** begin Data for this exercise **
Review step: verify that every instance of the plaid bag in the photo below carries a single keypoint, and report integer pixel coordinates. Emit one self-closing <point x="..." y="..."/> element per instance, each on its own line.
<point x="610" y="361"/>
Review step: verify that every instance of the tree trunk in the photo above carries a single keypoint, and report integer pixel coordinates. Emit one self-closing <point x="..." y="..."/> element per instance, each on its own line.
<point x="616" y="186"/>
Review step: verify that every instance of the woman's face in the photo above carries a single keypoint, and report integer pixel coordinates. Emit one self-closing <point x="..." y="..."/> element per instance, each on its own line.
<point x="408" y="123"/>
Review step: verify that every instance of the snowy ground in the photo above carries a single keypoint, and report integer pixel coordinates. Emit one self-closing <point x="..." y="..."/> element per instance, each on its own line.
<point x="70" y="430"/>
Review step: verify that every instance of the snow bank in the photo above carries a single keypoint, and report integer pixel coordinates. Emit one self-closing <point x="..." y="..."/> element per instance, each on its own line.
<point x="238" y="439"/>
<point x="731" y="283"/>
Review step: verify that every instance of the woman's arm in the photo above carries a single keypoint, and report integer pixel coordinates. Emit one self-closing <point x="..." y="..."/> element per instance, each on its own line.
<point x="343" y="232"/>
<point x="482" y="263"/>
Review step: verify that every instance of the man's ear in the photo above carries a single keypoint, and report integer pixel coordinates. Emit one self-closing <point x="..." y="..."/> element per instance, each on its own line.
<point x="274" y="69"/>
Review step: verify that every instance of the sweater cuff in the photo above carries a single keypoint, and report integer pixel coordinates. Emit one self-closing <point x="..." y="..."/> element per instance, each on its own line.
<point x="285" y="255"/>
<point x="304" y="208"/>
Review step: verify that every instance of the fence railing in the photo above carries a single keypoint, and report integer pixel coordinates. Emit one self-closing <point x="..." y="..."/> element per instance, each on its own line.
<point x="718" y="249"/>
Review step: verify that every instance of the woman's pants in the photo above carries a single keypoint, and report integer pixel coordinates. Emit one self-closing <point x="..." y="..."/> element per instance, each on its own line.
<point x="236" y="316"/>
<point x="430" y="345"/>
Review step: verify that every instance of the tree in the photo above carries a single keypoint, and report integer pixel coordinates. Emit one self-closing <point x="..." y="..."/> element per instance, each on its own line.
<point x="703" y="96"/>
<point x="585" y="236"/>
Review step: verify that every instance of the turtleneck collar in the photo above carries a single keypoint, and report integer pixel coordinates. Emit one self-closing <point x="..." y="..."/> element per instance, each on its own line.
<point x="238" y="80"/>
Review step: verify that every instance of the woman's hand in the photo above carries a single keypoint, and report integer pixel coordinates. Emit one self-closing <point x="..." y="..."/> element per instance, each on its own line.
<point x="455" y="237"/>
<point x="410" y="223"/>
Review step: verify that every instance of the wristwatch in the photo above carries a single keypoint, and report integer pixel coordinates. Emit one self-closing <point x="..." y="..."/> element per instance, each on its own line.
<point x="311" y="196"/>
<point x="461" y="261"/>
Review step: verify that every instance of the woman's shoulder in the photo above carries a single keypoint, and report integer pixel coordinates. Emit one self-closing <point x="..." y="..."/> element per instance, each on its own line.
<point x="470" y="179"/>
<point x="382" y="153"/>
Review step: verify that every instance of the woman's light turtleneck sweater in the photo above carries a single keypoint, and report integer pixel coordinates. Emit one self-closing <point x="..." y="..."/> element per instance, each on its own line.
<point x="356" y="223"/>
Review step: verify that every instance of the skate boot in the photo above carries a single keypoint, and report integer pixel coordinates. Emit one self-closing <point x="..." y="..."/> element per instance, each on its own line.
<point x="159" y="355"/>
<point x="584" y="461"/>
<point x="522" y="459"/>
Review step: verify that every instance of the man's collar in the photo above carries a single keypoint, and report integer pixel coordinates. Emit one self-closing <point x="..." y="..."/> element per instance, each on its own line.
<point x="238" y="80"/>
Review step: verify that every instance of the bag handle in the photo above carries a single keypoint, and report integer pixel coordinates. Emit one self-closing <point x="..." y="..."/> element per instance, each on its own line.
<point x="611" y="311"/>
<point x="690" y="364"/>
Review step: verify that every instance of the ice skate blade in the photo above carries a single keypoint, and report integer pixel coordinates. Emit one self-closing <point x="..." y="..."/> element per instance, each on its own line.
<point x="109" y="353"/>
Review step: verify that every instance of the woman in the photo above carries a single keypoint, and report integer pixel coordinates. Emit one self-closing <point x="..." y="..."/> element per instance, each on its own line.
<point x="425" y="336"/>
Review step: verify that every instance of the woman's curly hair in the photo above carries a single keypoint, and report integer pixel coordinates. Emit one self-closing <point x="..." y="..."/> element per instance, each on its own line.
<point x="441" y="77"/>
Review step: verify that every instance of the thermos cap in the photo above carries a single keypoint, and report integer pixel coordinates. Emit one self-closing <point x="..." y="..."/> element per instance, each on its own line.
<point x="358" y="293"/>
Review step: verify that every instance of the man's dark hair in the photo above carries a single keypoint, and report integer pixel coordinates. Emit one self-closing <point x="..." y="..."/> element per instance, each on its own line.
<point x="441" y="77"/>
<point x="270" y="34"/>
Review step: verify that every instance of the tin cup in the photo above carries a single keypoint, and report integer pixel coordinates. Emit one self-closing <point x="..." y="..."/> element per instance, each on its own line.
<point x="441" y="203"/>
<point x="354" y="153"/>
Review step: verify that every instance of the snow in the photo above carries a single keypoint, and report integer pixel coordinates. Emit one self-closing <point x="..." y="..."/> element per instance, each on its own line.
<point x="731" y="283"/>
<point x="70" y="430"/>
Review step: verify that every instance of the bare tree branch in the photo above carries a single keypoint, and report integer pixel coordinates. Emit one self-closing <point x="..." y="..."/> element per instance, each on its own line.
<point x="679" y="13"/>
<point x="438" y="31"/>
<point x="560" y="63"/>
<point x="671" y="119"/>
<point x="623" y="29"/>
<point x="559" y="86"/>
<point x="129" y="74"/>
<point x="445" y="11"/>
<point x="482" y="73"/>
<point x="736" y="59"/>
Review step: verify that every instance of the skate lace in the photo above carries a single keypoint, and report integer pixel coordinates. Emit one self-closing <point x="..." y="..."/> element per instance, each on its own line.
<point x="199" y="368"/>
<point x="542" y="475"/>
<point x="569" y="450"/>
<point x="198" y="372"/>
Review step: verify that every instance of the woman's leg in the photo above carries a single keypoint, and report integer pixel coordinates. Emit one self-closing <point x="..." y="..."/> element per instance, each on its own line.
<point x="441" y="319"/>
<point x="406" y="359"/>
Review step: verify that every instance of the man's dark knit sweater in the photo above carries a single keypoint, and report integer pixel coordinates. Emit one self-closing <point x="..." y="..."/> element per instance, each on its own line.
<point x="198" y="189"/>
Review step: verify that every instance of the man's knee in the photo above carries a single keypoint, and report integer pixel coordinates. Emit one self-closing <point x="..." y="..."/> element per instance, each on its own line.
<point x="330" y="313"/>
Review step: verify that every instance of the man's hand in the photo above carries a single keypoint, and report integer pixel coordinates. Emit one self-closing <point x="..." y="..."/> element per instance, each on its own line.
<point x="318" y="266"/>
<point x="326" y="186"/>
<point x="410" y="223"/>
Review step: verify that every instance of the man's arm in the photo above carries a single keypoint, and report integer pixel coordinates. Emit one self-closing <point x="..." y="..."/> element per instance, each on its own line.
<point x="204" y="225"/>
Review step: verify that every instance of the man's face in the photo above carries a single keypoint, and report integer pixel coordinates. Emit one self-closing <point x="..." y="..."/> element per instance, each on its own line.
** end Data for this exercise **
### Short problem
Repeat the data precisely, reproducing every entry.

### Worked solution
Review step: verify that every instance of the plaid bag in the photo below carries a single keypoint, and report integer pixel coordinates. Emit one self-closing <point x="..." y="..."/> element per instance, each on its own line.
<point x="610" y="361"/>
Review step: verify that every instance of the tree trunk in the photo above carries a single keypoint, and report integer pixel coordinates. Emit one self-closing <point x="..." y="..."/> element per instance, each on its own line.
<point x="616" y="186"/>
Review step: verify that every instance of the woman's face in the photo above carries a single keypoint, and report integer pixel coordinates. Emit one self-closing <point x="..." y="..."/> element per instance, each on its own line.
<point x="408" y="123"/>
Review step: verify that every instance of the snowy ground in the photo above carries a single keypoint, and report integer pixel coordinates. Emit one self-closing <point x="..." y="..."/> element per instance, each on its own line.
<point x="70" y="430"/>
Review step: verify that every instance of the snow bank in the photo above carries a single keypoint, and report integer pixel coordinates. Emit one self-closing <point x="..." y="..."/> element per instance, each on its own line.
<point x="238" y="439"/>
<point x="731" y="283"/>
Review step: verify that every instance of the woman's arm in the photo above carries a single keypoint, and report integer pixel coordinates. Emit one self-closing <point x="..." y="..."/> element per instance, each on its own line.
<point x="343" y="232"/>
<point x="482" y="263"/>
Review step: verify that every instance of the man's ear in the photo above carries a single keypoint, and report integer pixel coordinates. Emit one self-closing <point x="..." y="..."/> element per instance, each on its own line.
<point x="274" y="69"/>
Review step: verify that every instance of the sweater cuff in the photo above carries a single keypoint, and report integer pixel coordinates. Emit one self-closing <point x="..." y="..."/> element per instance, each on its own line.
<point x="285" y="255"/>
<point x="304" y="208"/>
Review step: verify that every instance of the fence railing in the photo above carries a single keypoint, and report integer pixel coordinates. Emit one self-closing <point x="..." y="..."/> element per instance, each on its own line.
<point x="718" y="249"/>
Review step: verify that every instance of the woman's pants in the photo above carries a single keypoint, and report integer pixel coordinates. Emit one self-closing <point x="..." y="..."/> element per instance, each on its own line.
<point x="236" y="316"/>
<point x="430" y="345"/>
Review step: verify that every instance of the tree in the photo above carries a single keypoint, and report integer pixel coordinates. Emit one self-closing <point x="..." y="..."/> element per instance, each on its own line.
<point x="703" y="96"/>
<point x="585" y="236"/>
Review step: verify that every instance of the turtleneck collar in the photo above carries a single keypoint, and report integer pixel coordinates. Emit one self-closing <point x="..." y="..."/> element per instance, each on its own line.
<point x="238" y="80"/>
Review step: verify that every instance of the woman's hand in the photo above carries a single keypoint, and report integer pixel coordinates. Emit one self-closing <point x="..." y="..."/> element per instance, each on its own line.
<point x="455" y="237"/>
<point x="410" y="223"/>
Review step: verify that every instance of the wristwatch in the photo above carries a single keypoint, and report integer pixel coordinates. Emit one self-closing <point x="..." y="..."/> element per instance, each on its own line.
<point x="311" y="196"/>
<point x="461" y="261"/>
Review step: verify that every instance of the woman's shoulder in the photo above carries a single keypoint, and report integer pixel coordinates. Emit one self-closing <point x="..." y="..."/> element per instance, each on its own line.
<point x="470" y="179"/>
<point x="382" y="153"/>
Review step: verify that every instance of the woman's light turtleneck sweater in the photo above carries a single keypoint, and report integer pixel coordinates. Emit one self-closing <point x="..." y="..."/> element per instance, each on its own line.
<point x="356" y="223"/>
Review step: verify that every instance of the skate boot in the photo above carries a single keypoint, and report integer pixel coordinates. Emit one self-closing <point x="..." y="..."/> element per instance, each on its own line.
<point x="159" y="355"/>
<point x="584" y="461"/>
<point x="522" y="459"/>
Review step: verify that every instance of the man's collar in the photo above carries a single keypoint, and report integer pixel coordinates. Emit one self-closing <point x="..." y="..."/> element per instance, each on its own line.
<point x="238" y="80"/>
Review step: verify that every instance of the bag handle in the photo above carries a single keypoint, and report integer pixel coordinates. Emit one self-closing <point x="..." y="..."/> element per instance, each on its own line.
<point x="611" y="311"/>
<point x="690" y="364"/>
Review step: verify that every instance of the ice skate blade in the photo above carries a single keypoint, and report integer pixel coordinates. Emit one self-closing <point x="..." y="..."/> element per instance, each on its own line.
<point x="109" y="353"/>
Review step: verify that every instance of the woman in the photo above carries a single keypoint, and report integer pixel coordinates. Emit one self-closing <point x="..." y="..."/> element per instance, each on its own line.
<point x="425" y="336"/>
Review step: verify that every instance of the woman's curly hair in the photo above carries a single keypoint, and report integer pixel coordinates. Emit one self-closing <point x="..." y="..."/> element per instance, each on its own line.
<point x="441" y="77"/>
Review step: verify that every instance of the thermos cap in the photo above carries a single keypoint, and report integer pixel coordinates. Emit one self-closing <point x="..." y="..."/> element per instance, each on its own line.
<point x="358" y="293"/>
Review step: verify that every instance of the man's dark hair in the photo above carries a single keypoint, and report integer pixel coordinates. Emit one self-closing <point x="..." y="..."/> element per instance, each on its own line.
<point x="441" y="77"/>
<point x="270" y="34"/>
Review step: verify that every instance of the tin cup in the photo above carries a single keypoint, and report integer pixel coordinates. Emit one self-closing <point x="..." y="..."/> element per instance, each on its own line.
<point x="441" y="203"/>
<point x="354" y="153"/>
Review step: verify that every instance of the snow in the photo above carries a single keypoint, and report integer pixel coordinates. Emit one self-closing <point x="..." y="..."/> element per instance, each on its own line.
<point x="731" y="283"/>
<point x="70" y="430"/>
Review step: verify that every instance of the bare tree branch in the photo above carries a single keypoint, and report integer pixel coordinates. Emit one self-closing <point x="..." y="..."/> element per instance, each on its own line.
<point x="679" y="13"/>
<point x="438" y="31"/>
<point x="560" y="63"/>
<point x="671" y="119"/>
<point x="623" y="29"/>
<point x="559" y="86"/>
<point x="129" y="74"/>
<point x="445" y="11"/>
<point x="482" y="73"/>
<point x="736" y="59"/>
Review step: verify that every instance of the skate lace in the photo above carries a single keypoint, and report integer pixel coordinates. Emit one self-closing <point x="..." y="..."/> element per instance, each on its own line.
<point x="199" y="368"/>
<point x="542" y="475"/>
<point x="569" y="450"/>
<point x="198" y="372"/>
Review step: verify that every instance of the woman's leg in the photo above carries a single keypoint, and report integer pixel coordinates. Emit one self-closing <point x="..." y="..."/> element per instance, each on its own line.
<point x="441" y="319"/>
<point x="406" y="359"/>
Review step: verify that every instance of the man's dark knit sweater in the photo above carries a single keypoint, and report integer pixel coordinates. Emit one self-closing <point x="..." y="..."/> element per instance, each on its own line.
<point x="198" y="189"/>
Review step: verify that every instance of the man's knee in the photo above carries a single keypoint, and report integer pixel coordinates. Emit one self-closing <point x="..." y="..."/> element per instance, each on its own line.
<point x="330" y="313"/>
Review step: verify that every instance of the man's hand in the photo above carries a single keypoint, and report integer pixel coordinates. Emit one self-closing <point x="..." y="..."/> element per instance, each on its own line.
<point x="318" y="266"/>
<point x="326" y="186"/>
<point x="410" y="223"/>
Review step: verify that every instance of the man's arm in the photo above carries a single keypoint, and report integer pixel coordinates. Emit one self-closing <point x="..." y="..."/> element per instance, each on its own line.
<point x="204" y="225"/>
Review step: verify that every instance of the man's face in the photo above carries a single keypoint, and report integer pixel coordinates. Emit one self-closing <point x="..." y="..."/> element per instance, each on its own line.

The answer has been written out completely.